PASSAGE SHOWN: Begin

Let’s imagine that all diseases known to man belong to a loving, personified, disease family, The Diseases. And at the Annual Disease Family Reunion, each clan of the Disease Family shows up and makes their presence known. Well, except for those who hail from the “Invisible” side of the family, such as Lupus Family — gosh, they are just so quiet and unassuming!
- What is Fibromyalgia?
- What Are Common Fibromyalgia Symptoms?
And then it gets real awkward when the problem child no one really wants to hear about is said to be lurking around. The miscreant no one seems to see, for some reason, can leave one feeling attacked by a maniac with a baseball bat. He is said to hide in the shadows for when you least expect it. Some have seen his face, while others claim he is just a myth, a made-up Disease. Suddenly, the elusive dreaded culprit, the pain-bearing phantom, strikes again.
“Help me! I am under attack and in desperate pain!” I say.
“Well, what is it?” the others say.
“Please, something is happening, I feel exhausted! Oh, I feel traumatized, shell-shocked, like my nerves and muscles have gone haywire! I feel on fire!”
“But I didn’t see anything…”
This is fibromyalgia. It’s one of those weird, murky, made-up-sounding diseases that frankly, sounds like a bunch of lies wrapped in a desperate search for attention and a pass at laziness, doesn’t it? It doesn’t sound believable, and so no one wants to hear about it, let alone hear you describe it if you have it.
But today, on an intense flare day, I have had enough of my own secrecy. I am hurting, and my own silence adds to that fog which swirls up and around the disease’s name. While the throes of pain seize my body in rhythm with my pulse, unable to move, my feet up, I brush the computer’s keys to tell you what I need you to know about my fibromyalgia.

PASSAGE SHOWN: End

> **EXERCISE SET**:
a) Quote the fibromyalgia passage above from "Let’s imagine that" to "phantom, strikes again.".
b) Write a continuation of the fibromyalgia passage, picking up after its final sentence.

RECORD EXTRACTS: Begin

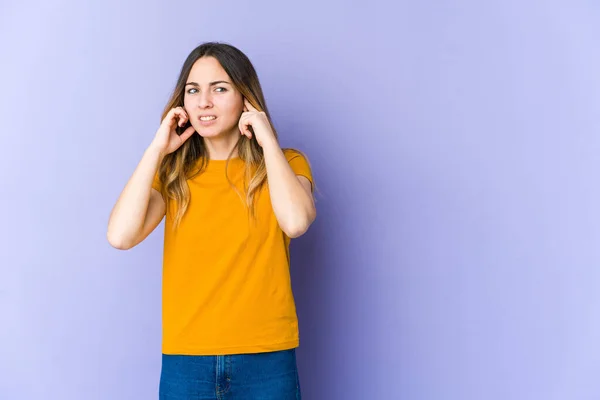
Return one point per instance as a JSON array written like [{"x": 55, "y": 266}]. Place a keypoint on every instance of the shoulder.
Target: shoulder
[{"x": 291, "y": 154}]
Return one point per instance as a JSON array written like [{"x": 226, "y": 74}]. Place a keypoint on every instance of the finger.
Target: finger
[
  {"x": 249, "y": 106},
  {"x": 244, "y": 130},
  {"x": 187, "y": 133},
  {"x": 182, "y": 116}
]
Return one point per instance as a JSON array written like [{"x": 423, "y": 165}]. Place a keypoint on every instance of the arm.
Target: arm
[
  {"x": 291, "y": 194},
  {"x": 140, "y": 208}
]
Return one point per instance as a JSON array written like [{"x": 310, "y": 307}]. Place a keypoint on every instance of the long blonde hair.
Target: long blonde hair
[{"x": 183, "y": 163}]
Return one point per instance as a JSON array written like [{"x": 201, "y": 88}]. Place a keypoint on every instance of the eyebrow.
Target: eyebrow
[{"x": 211, "y": 84}]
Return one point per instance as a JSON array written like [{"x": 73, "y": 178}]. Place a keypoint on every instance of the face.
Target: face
[{"x": 209, "y": 92}]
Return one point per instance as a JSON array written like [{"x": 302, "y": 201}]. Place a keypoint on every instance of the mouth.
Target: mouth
[{"x": 207, "y": 120}]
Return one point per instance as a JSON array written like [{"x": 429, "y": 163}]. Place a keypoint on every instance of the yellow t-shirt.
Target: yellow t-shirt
[{"x": 226, "y": 279}]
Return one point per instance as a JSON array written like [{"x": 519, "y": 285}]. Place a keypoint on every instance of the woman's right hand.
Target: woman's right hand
[{"x": 166, "y": 139}]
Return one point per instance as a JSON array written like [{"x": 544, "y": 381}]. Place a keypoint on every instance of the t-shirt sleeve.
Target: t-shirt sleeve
[{"x": 300, "y": 165}]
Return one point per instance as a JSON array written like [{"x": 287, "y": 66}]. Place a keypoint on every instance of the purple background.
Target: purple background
[{"x": 456, "y": 252}]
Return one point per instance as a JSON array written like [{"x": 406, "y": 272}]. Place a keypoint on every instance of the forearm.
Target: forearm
[
  {"x": 292, "y": 204},
  {"x": 129, "y": 213}
]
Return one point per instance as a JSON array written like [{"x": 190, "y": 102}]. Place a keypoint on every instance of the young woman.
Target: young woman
[{"x": 233, "y": 199}]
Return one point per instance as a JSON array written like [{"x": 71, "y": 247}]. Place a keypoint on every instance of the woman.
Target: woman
[{"x": 233, "y": 199}]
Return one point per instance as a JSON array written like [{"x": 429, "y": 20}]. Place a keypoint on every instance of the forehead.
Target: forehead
[{"x": 207, "y": 69}]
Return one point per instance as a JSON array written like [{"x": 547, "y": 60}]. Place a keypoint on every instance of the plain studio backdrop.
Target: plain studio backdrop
[{"x": 455, "y": 145}]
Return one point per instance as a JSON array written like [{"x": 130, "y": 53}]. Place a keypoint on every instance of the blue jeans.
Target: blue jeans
[{"x": 265, "y": 376}]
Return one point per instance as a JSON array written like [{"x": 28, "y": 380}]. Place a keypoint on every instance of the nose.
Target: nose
[{"x": 204, "y": 99}]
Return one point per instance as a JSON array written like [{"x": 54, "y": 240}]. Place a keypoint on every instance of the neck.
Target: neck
[{"x": 219, "y": 147}]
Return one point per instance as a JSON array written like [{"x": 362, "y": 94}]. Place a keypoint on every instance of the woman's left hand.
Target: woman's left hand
[{"x": 259, "y": 122}]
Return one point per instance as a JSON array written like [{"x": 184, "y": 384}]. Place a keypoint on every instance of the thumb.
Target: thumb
[{"x": 187, "y": 133}]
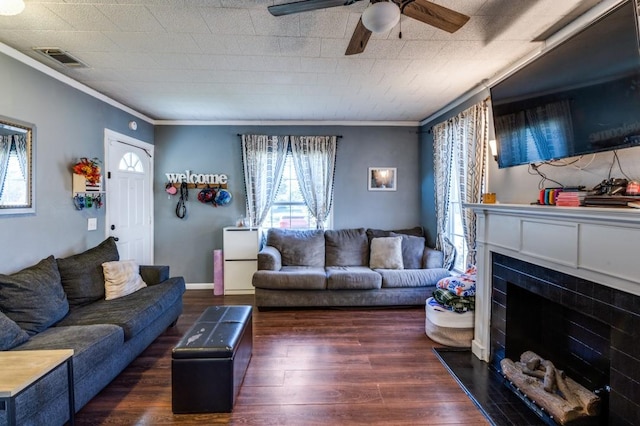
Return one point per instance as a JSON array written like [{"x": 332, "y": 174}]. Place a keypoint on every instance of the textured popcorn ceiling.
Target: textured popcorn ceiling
[{"x": 230, "y": 60}]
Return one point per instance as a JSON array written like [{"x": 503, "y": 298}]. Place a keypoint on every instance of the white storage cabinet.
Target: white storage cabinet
[{"x": 240, "y": 253}]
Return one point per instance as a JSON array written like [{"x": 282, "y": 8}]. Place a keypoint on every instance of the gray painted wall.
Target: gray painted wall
[
  {"x": 187, "y": 244},
  {"x": 69, "y": 124}
]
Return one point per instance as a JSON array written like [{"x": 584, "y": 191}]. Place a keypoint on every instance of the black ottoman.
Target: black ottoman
[{"x": 209, "y": 362}]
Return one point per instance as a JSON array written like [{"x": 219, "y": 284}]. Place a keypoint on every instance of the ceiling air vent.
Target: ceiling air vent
[{"x": 60, "y": 56}]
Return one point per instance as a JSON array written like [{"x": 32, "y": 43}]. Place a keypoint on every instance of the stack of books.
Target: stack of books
[
  {"x": 569, "y": 198},
  {"x": 611, "y": 200}
]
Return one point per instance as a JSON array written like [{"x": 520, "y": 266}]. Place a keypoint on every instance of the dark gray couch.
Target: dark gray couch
[
  {"x": 68, "y": 310},
  {"x": 314, "y": 268}
]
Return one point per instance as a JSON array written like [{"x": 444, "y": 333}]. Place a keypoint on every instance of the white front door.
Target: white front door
[{"x": 129, "y": 170}]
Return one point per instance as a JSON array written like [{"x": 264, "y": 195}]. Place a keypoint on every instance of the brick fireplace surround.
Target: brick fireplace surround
[{"x": 564, "y": 282}]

RECORD EXTRACTS: End

> **YOUR RESPONSES**:
a)
Let’s imagine that all diseases known to man belong to a loving, personified, disease family, The Diseases. And at the Annual Disease Family Reunion, each clan of the Disease Family shows up and makes their presence known. Well, except for those who hail from the “Invisible” side of the family, such as Lupus Family — gosh, they are just so quiet and unassuming!
- What is Fibromyalgia?
- What Are Common Fibromyalgia Symptoms?
And then it gets real awkward when the problem child no one really wants to hear about is said to be lurking around. The miscreant no one seems to see, for some reason, can leave one feeling attacked by a maniac with a baseball bat. He is said to hide in the shadows for when you least expect it. Some have seen his face, while others claim he is just a myth, a made-up Disease. Suddenly, the elusive dreaded culprit, the pain-bearing phantom, strikes again.

b)
My seven secret symptoms of fibromyalgia:
1. There is a beehive in each knee. Or I imagine so. My lower body feels a brutal and busy buzzing inside, as if a thousand metal bees have gone loose and are swarming around my nerve pathways of my legs, between the metal beehives of the knees, down to each foot, which feel dense and heavy, like those old-fashioned metal bombs, weighing me down. And these bombs have gone off. Oh yeah, and my bones were made of glass, which someone unkindly smashed with a baseball bat. So I’ve got all this sharp shattered glass rattling around in each leg, hazardously encased in what feels like hot swollen balloons of skin that feel so tight I wish they could burst.
2. Chronic pain means it is constant; it is always there. I still feel the hurt even when I am not saying anything about it, or even when I’m focused on something else. Yes, even when I’m smiling or laughing. My doctor, a rheumatology specialist, told me to accept that the pain will always be there. And I cried. And he said he was sorry, that we could try this treatment and that (which we did end up trying, each to no avail), but at one point, there was nothing he could do. And I cried some more. And he apologized again.
3. There are days it hurts to put shoes on.
4. Everyone I meet who doesn’t have fibromyalgia has a solution for me to try (and although they mean well, I find it very insulting). They even try to talk me out of it, or tell me it is all in my mind, followed by other well-meaning insensitivities you can imagine. I would rather have someone truly hold space for me when I trust to share in my pain. It feels so invalidating to explain that I have already sought and tried many solutions, including their suggestions, and that my pain is legitimate and accurate.
5. Sleep/bedtime/rest/active rest is a holy and sacred thing.
6. Therefore, it takes all my willpower, and a long time of post-sleep rest, to begin each day.
7. When I tell you I have fibromyalgia, I do not expect you to believe it.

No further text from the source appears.